[Page]

^^^^

Not every loss of a packet and the lack of confirmation of its acknowledgment is a sign of congestion – it might as well be a result of temporal radio signal loss or sporadic communication error. When the receiver notices the skipping of a data segment, it can inform the sender to do fast retransmission of the missing data segment without drastically slowing down the data transfer.

SACK
The Selective Acknowledgment (SACK) mechanism allows the receiver to send noncontiguous acknowledgments of the received data. As a result, retransmissions include only those segments that were lost during transmission.

Delayed Acknowledgment
The delayed acknowledgment technique [RFC1112] combines several acknowledgments together into a single response, thus reducing protocol overhead. The host may delay sending acknowledgment up to 500ms.

Application-level protocols

Application-level protocols are responsible for the communication between software applications on the network-connected devices. There are two commonly used communication models in the IoT – publish/subscribe and client/server. In the case of IoT systems, the application protocols adapted to the limited resources of devices are MQTT and CoAP.

MQTT
A publish/subscribe communication protocol for resource-constrained devices. The MQTT specification specifies two types of objects – a message broker and a protocol client. The MQTT broker is a server that receives all messages from clients and then routes them to the appropriate target clients. An MQTT client can be any device ranging from a microcontroller to a full-featured computer that runs the MQTT library and connects to the MQTT broker through a network. MQTT uses TCP for data transmission and the traffic can be secured using TLS.

AMQP
A publish/subscribe communication protocol. Originally, it was designed for the financial sector. The protocol provides message-oriented communication patterns with message delivery quarantines. AMQP also comes with more complex and comprehensive mechanisms for queue management, flow control, and error handling than MQTT. It is also based on TCP and offers secure communication over TLS.

HTTP
A client-server application protocol used mainly for accessing web pages and other resources on the Internet. HTTP introduces the concept of Uniform Resource Identifier (URI) to identify resources on the network and define the relationships between them. It finds its uses in the Internet of Things thanks to the similarities to the Representational State Transfer (REST) architectural style commonly used in IoT systems. HTTP protocol is defined in [RFC7230].

CoAP
A client-server protocol described in [RFC7252]. Its concept is based on the REST architectural style used in distributed computer systems. There are two types of nodes in the protocol – servers that make resources available and clients that use them.

Constrained Application Protocol (CoAP) has several mechanisms that are specific to IoT systems. It can use TCP or UDP as a transport protocol. Usually, UDP is used as the default transport protocol instead of TCP since the resources needed to implement UDP are much smaller than TCP. Since UDP is a datagram-based protocol, sending data larger than the maximum IP packet size causes IP packet fragmentation, which should be avoided. To address this problem, CoAP provides the Block transfer mechanism [RFC7959]. The data is split into smaller chunks, sent sequentially to the receiver, and reassembled. Thanks to the simplified confirmation mechanisms of transmitted fragments, the implementation of this mechanism on the device side does not require significant resources. However, in some cases where UDP traffic is not allowed on the network, TCP can be used.

CoAP also supports a group communication mechanism that allows clients to obtain resource status information from a group of nodes by sending one UDP packet to the entire local network instead of polling each node separately. Analogically as in HTTP protocol, XML and JSON formats for describing the transferred data are supported, and the binary formats such as CBOR and TLV.

^^^^

[Information given]
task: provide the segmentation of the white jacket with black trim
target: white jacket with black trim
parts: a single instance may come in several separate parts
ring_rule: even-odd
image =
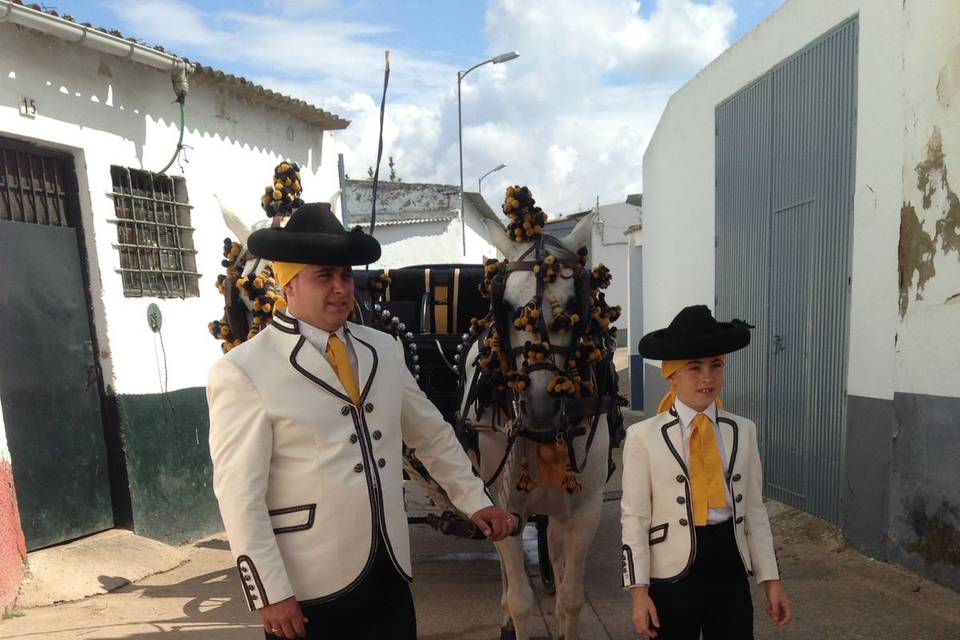
[[[286,316],[210,370],[214,492],[251,610],[346,593],[369,572],[378,540],[409,579],[403,442],[465,514],[492,505],[400,343],[352,323],[346,330],[359,407]]]
[[[757,427],[726,411],[718,412],[717,426],[729,456],[726,482],[743,566],[757,582],[778,580]],[[627,429],[620,501],[625,588],[679,580],[693,566],[696,533],[683,450],[683,429],[672,408]]]

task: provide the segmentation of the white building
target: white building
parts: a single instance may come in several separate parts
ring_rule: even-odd
[[[361,225],[369,229],[373,182],[347,180],[344,193],[348,226]],[[501,222],[501,219],[479,193],[466,192],[461,224],[459,193],[459,187],[448,184],[380,182],[374,235],[383,247],[383,255],[370,267],[480,264],[484,258],[496,257],[497,249],[487,239],[483,220]],[[465,245],[461,230],[466,232]]]
[[[190,70],[185,149],[159,176],[181,134],[178,68]],[[167,541],[220,527],[204,398],[229,235],[215,195],[252,222],[289,159],[305,197],[330,199],[334,132],[347,124],[0,0],[0,299],[12,345],[0,363],[0,470],[12,461],[20,510],[18,522],[0,509],[0,605],[22,573],[21,527],[29,549],[114,526]]]
[[[638,351],[643,330],[643,224],[627,227],[623,235],[627,238],[627,306],[626,317],[629,335],[627,341],[630,354],[630,408],[643,411],[643,357]]]
[[[673,95],[643,167],[644,328],[755,324],[725,397],[767,493],[955,588],[958,42],[955,0],[788,0]]]

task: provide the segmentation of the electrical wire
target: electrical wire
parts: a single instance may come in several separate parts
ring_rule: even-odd
[[[186,113],[184,109],[184,103],[186,102],[186,96],[178,97],[177,102],[180,103],[180,139],[177,140],[177,149],[173,152],[173,157],[170,158],[170,162],[167,163],[163,169],[157,172],[157,175],[164,175],[173,163],[176,162],[177,157],[179,157],[180,152],[183,151],[183,130],[186,126]]]

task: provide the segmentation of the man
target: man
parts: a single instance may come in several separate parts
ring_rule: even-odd
[[[347,322],[351,265],[377,241],[327,204],[251,234],[273,261],[287,314],[210,371],[214,491],[267,638],[413,639],[402,442],[488,539],[493,506],[453,430],[417,387],[393,337]]]

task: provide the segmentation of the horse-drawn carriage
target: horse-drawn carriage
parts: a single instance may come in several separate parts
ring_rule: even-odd
[[[291,167],[284,163],[276,173],[290,180]],[[277,200],[299,199],[299,181],[290,183],[295,197],[279,187],[273,198],[265,196],[268,213]],[[611,451],[622,438],[612,325],[619,308],[604,299],[609,271],[587,266],[590,216],[566,238],[552,238],[543,233],[545,214],[519,187],[508,190],[504,212],[507,227],[488,224],[502,261],[355,270],[353,320],[404,344],[411,372],[456,430],[494,500],[520,515],[521,526],[536,524],[541,576],[548,588],[556,576],[558,623],[573,640],[584,561],[613,471]],[[224,217],[240,242],[224,243],[227,273],[218,286],[225,313],[210,330],[226,351],[266,326],[285,302],[269,264],[243,250],[250,229],[227,210]],[[482,537],[457,514],[416,451],[406,450],[404,458],[407,477],[436,507],[413,522]],[[508,538],[497,549],[502,637],[527,638],[533,594],[521,541]]]

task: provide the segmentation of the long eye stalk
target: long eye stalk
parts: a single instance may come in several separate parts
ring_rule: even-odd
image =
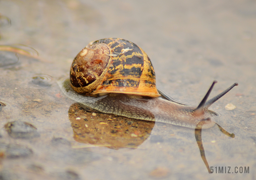
[[[204,108],[206,109],[208,109],[208,108],[211,106],[212,104],[215,103],[220,98],[224,96],[224,95],[226,94],[227,92],[231,90],[232,88],[234,88],[236,86],[238,86],[238,83],[237,82],[234,83],[230,87],[227,89],[222,93],[219,94],[214,98],[213,98],[209,101],[208,101],[205,103],[205,104],[204,105]]]

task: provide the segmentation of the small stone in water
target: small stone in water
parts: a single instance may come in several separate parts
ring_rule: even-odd
[[[149,176],[156,179],[161,179],[168,176],[169,173],[169,171],[167,168],[159,167],[151,171]]]
[[[26,157],[33,153],[32,150],[21,145],[9,144],[7,145],[5,155],[8,158]]]
[[[4,128],[9,135],[13,138],[29,139],[40,136],[36,128],[26,122],[10,122],[5,124]]]
[[[228,111],[231,111],[234,110],[236,108],[236,106],[232,104],[229,103],[228,104],[225,106],[225,109]]]
[[[39,99],[36,99],[34,100],[32,100],[33,102],[36,102],[37,103],[40,103],[43,102],[43,100],[41,100]]]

^^^^

[What is expected]
Quote the passage of the IoT protocols text starting with "Application-level protocols are" and going on through "MQTT and CoAP.", word for word.

[Correct response]
Application-level protocols are responsible for the communication between software applications on the network-connected devices. There are two commonly used communication models in the IoT – publish/subscribe and client/server. In the case of IoT systems, the application protocols adapted to the limited resources of devices are MQTT and CoAP.